**YOUR GOAL**
The reply has to contain each record exactly as written.

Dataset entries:
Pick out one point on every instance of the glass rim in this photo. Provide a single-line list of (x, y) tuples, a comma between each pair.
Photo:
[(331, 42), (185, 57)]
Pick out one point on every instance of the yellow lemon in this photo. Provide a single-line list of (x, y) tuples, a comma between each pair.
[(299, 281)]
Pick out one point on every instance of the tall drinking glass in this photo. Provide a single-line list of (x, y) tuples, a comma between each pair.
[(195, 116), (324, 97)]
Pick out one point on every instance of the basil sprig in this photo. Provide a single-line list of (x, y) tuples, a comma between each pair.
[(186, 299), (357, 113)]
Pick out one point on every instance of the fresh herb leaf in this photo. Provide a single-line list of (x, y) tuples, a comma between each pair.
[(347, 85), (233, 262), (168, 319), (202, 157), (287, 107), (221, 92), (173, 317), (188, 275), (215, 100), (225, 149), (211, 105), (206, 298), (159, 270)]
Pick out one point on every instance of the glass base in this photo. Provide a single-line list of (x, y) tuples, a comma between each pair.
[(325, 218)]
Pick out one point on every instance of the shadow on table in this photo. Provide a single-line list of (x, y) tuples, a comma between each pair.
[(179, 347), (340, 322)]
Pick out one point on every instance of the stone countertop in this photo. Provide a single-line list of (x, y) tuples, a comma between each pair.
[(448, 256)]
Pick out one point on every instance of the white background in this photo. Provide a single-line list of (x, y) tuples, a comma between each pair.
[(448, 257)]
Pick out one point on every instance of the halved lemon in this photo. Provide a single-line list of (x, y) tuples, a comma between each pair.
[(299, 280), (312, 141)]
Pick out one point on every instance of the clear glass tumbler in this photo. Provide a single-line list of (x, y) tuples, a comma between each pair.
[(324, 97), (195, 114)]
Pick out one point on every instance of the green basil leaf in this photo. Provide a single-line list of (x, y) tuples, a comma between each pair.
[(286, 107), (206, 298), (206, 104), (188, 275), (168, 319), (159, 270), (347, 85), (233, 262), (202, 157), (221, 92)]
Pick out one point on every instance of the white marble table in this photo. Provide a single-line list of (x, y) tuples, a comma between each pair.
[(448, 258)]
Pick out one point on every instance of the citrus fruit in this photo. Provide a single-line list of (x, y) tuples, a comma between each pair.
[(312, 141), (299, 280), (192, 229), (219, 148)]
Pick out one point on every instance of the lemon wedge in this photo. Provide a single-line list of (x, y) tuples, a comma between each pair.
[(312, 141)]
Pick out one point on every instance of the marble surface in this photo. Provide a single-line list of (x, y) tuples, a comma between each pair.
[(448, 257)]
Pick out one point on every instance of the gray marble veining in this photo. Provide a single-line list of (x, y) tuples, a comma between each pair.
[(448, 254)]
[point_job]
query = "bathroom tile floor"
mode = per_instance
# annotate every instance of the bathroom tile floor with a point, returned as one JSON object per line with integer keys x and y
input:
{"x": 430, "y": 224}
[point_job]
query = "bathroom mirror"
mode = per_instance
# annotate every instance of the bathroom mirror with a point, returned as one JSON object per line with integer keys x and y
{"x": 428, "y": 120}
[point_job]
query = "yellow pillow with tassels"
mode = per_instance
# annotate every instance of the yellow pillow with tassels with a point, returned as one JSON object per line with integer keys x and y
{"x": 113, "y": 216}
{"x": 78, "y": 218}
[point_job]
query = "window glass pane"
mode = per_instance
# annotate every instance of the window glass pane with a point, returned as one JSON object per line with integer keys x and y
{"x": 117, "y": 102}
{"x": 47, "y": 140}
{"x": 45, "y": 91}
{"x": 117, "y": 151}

**SOLVED EXERCISE**
Pick out one point on every instance of the glass rim in this photo. Provide a single-line list of (x, y) tuples, a comma between each pair.
Photo:
[(331, 42), (185, 57)]
Pick out one point on every instance of the yellow lemon in this photo. Provide a single-line list of (x, y) tuples, a comma between each pair.
[(299, 281)]
Pick out one point on every instance of the tall drinking glass in this photo. Provide a single-line list of (x, y) tuples, a comma between each pair.
[(195, 116), (324, 97)]
Pick out one point on every instance of the basil sprig in this photo. Provide a single-line list of (x, y) tuples, a comma between each pair.
[(186, 299), (357, 113)]
Pick out one point on every instance of the fresh herb leaf in this photo. Provide a single-line list of (x, y) tuples, a comma between each pair.
[(347, 85), (233, 262), (168, 319), (202, 157), (287, 107), (221, 92), (173, 317), (188, 275), (215, 100), (225, 149), (211, 105), (206, 298), (159, 270)]
Pick out one point on every instance of the glass base in this photo. Provide a single-line list of (x, y) tuples, a comma between each pair.
[(325, 218)]
Pick out one point on every instance of the shadow on table in this photo. Provide a single-line list of (x, y) tuples, a comma between each pair.
[(179, 347), (340, 322)]
Pick out one point on every instance of the stone countertop in this photo. Provide a single-line list of (x, y) tuples, a comma between each pair.
[(448, 256)]
Pick out one point on every instance of the white background in this photo. Provide a single-line list of (x, y) tuples, a comma between each pair.
[(448, 257)]
Pick out one point on every instance of the halved lemon in this photo. Provide a single-line list of (x, y) tuples, a comma between each pair.
[(299, 280), (312, 141)]
Pick out one point on every instance of the clear glass tumbler in this photo. Provide a single-line list of (x, y) tuples, a comma between each pair.
[(324, 97), (195, 114)]
Pick out one point on every instance of the green basil leaf in this photo. Provide a single-line list of (x, y) tuples, a comma between each pair.
[(286, 107), (206, 298), (206, 104), (188, 275), (168, 319), (159, 270), (347, 85), (233, 262), (202, 157), (221, 92)]
Pick out one point on every instance of the white marble table in this photo. Provide a single-line list of (x, y) tuples, a comma between each pair.
[(448, 258)]
Pick out one point on every instance of the citrus fruit in this photo. Provide a single-line list of (x, y) tuples, a comma between each pair.
[(312, 141), (299, 280), (192, 229), (219, 148)]
Pick out one point on every instance of the lemon wedge in this photo. Provide a single-line list of (x, y) tuples, a comma between each pair.
[(312, 141)]
Pick out one point on every instance of the marble surface in this photo. Provide a single-line list of (x, y) tuples, a comma between each pair.
[(448, 257)]
Pick out one point on every instance of the gray marble veining in this photo. Provide a single-line list of (x, y) tuples, a comma between each pair.
[(448, 254)]
[point_job]
query = "bathroom tile floor"
mode = per_instance
# annotate every instance of the bathroom tile floor with a point, returned as one JSON object per line with integer keys x and y
input:
{"x": 430, "y": 224}
[point_job]
query = "bathroom mirror"
mode = per_instance
# annotate every instance of the bathroom mirror with a point, returned as one JSON object per line with integer keys x and y
{"x": 428, "y": 120}
[point_job]
query = "yellow pillow with tassels"
mode = per_instance
# annotate every instance of the yellow pillow with tassels with a point, returned as one JSON object per line with integer keys x and y
{"x": 113, "y": 216}
{"x": 78, "y": 218}
[point_job]
query = "window glass pane"
mode = per_instance
# annotate every instance of the window glass pane with a point, returned as one JSON object per line with integer keys x and y
{"x": 117, "y": 102}
{"x": 47, "y": 140}
{"x": 45, "y": 91}
{"x": 117, "y": 151}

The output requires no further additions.